§ **WHAT IS REQUIRED**:
Rewrite the lines between the one containing "of the green" and the end of the records, inclusive, keeping the requests and shifting every coordinate in the answers by adding 144.

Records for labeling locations
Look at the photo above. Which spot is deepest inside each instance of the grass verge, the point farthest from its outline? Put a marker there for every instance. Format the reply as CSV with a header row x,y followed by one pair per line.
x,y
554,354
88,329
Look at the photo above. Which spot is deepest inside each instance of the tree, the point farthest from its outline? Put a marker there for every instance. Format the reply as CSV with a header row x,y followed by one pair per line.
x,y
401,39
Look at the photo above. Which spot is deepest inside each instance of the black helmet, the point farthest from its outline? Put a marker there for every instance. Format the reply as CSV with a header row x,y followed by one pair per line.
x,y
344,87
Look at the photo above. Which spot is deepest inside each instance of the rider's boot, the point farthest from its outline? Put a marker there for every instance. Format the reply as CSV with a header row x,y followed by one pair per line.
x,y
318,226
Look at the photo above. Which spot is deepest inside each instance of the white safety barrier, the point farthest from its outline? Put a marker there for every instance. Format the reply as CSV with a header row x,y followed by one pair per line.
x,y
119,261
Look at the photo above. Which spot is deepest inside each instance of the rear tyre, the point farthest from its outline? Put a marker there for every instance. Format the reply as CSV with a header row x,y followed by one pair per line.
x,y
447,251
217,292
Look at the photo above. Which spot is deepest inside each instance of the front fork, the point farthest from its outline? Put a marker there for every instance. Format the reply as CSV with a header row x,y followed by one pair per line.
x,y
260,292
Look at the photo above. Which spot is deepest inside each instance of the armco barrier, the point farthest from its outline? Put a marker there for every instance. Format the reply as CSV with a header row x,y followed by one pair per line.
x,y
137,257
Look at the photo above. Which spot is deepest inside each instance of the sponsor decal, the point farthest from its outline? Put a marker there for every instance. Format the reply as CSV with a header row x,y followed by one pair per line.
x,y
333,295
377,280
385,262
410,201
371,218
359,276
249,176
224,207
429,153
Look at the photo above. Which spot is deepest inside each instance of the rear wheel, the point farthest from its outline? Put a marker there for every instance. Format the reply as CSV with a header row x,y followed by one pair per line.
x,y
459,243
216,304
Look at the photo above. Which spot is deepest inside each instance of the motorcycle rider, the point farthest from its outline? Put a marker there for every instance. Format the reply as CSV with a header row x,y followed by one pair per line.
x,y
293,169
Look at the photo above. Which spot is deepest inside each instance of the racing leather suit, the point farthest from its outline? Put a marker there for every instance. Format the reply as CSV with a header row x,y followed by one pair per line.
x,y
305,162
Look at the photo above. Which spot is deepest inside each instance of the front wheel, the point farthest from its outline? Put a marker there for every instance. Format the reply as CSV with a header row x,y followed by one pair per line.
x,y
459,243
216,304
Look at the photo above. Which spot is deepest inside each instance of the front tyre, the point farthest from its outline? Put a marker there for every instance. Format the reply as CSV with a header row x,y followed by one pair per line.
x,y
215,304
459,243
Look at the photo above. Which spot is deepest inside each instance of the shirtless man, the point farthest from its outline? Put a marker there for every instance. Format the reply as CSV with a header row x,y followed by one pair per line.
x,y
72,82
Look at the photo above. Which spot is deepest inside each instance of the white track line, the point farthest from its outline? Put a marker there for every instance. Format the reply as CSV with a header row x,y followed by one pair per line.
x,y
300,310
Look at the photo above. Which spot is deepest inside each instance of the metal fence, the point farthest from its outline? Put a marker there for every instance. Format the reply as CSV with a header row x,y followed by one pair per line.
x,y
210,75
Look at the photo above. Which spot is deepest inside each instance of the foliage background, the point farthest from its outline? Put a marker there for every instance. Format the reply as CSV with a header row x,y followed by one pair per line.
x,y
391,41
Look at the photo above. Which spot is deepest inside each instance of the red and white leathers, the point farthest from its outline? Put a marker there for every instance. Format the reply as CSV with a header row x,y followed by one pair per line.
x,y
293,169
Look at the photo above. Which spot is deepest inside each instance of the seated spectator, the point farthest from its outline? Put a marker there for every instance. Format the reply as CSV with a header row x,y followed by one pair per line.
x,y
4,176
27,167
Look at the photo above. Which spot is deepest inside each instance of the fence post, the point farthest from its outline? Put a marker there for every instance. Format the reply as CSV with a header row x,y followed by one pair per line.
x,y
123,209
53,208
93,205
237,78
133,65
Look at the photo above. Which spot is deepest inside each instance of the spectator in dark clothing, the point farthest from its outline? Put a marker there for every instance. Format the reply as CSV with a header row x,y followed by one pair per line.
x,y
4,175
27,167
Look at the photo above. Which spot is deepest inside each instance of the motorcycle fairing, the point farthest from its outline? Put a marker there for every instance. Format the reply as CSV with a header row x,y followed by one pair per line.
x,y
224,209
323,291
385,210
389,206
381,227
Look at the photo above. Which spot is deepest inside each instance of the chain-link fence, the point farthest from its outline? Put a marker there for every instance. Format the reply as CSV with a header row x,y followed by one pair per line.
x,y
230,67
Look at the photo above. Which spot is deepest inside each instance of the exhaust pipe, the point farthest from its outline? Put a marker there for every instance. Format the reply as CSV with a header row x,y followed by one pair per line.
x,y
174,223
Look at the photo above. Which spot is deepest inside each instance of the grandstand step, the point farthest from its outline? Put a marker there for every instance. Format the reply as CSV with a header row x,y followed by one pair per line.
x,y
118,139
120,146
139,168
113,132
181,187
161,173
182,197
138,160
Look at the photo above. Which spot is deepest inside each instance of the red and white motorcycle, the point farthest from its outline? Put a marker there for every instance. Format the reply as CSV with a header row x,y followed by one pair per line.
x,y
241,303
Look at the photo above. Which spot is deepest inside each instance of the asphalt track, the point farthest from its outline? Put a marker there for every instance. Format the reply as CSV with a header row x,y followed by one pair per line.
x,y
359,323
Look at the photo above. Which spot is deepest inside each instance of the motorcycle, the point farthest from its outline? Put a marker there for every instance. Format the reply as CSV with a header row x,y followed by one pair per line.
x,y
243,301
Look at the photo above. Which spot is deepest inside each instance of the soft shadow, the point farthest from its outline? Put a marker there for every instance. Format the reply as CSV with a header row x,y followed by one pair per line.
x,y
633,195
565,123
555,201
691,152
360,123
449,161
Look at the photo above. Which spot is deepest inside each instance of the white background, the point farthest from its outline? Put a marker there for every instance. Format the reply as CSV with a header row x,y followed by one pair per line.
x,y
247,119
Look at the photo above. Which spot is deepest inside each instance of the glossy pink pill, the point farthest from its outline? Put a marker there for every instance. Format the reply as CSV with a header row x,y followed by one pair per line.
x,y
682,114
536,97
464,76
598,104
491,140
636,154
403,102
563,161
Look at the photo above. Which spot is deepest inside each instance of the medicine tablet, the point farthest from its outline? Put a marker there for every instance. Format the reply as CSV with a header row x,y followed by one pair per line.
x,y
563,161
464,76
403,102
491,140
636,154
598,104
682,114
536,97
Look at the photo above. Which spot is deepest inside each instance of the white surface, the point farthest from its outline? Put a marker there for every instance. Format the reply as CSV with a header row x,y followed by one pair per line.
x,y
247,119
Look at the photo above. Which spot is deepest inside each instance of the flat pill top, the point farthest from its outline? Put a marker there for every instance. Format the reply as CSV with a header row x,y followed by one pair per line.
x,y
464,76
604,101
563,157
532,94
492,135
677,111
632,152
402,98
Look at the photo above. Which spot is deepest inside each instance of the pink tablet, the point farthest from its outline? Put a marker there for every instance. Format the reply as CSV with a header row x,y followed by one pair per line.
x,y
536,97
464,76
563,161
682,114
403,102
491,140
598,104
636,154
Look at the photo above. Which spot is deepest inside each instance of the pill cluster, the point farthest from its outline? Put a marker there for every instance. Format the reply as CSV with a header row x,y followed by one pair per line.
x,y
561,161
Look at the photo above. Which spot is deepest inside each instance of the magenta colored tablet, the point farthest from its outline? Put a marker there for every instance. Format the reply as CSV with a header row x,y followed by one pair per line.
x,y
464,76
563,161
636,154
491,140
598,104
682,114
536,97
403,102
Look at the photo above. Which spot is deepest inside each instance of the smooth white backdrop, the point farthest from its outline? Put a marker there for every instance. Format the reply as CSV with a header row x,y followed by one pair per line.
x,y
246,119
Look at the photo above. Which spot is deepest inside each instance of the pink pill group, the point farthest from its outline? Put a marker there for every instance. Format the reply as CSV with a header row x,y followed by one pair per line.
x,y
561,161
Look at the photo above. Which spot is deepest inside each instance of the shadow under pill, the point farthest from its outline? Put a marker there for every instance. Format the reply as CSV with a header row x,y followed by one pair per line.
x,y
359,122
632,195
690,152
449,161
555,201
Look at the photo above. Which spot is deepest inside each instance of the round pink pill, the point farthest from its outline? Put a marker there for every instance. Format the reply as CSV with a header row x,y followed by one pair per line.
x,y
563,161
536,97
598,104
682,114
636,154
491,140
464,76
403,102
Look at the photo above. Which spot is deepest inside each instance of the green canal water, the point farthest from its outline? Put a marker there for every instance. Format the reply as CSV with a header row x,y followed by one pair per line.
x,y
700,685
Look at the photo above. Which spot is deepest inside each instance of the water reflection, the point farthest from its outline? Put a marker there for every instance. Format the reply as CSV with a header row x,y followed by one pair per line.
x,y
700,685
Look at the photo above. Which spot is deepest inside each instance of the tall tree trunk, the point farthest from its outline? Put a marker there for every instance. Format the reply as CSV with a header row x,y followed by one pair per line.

§ **WRITTEN ANSWER**:
Look at the photo above. Which spot is deepest inside each instance of the green canal water, the point farthest from its outline? Put a marker there for every instance. Format the reply as CSV with a header row x,y followed by one pair per line.
x,y
844,829
Look at the photo above. Which spot is deepest inside each instance of the water reflection, the point farthest from its outline? Put a marker there for every instance. Format the reply as CSV with a header row x,y followed by one pair per line.
x,y
844,829
Look at the photo above. Which spot is deepest inside each instance of the tall tree trunk, the point farthest from its outline? Put a marker there for every instance. Format the reply as CSV with a header row x,y followed by one pair per line.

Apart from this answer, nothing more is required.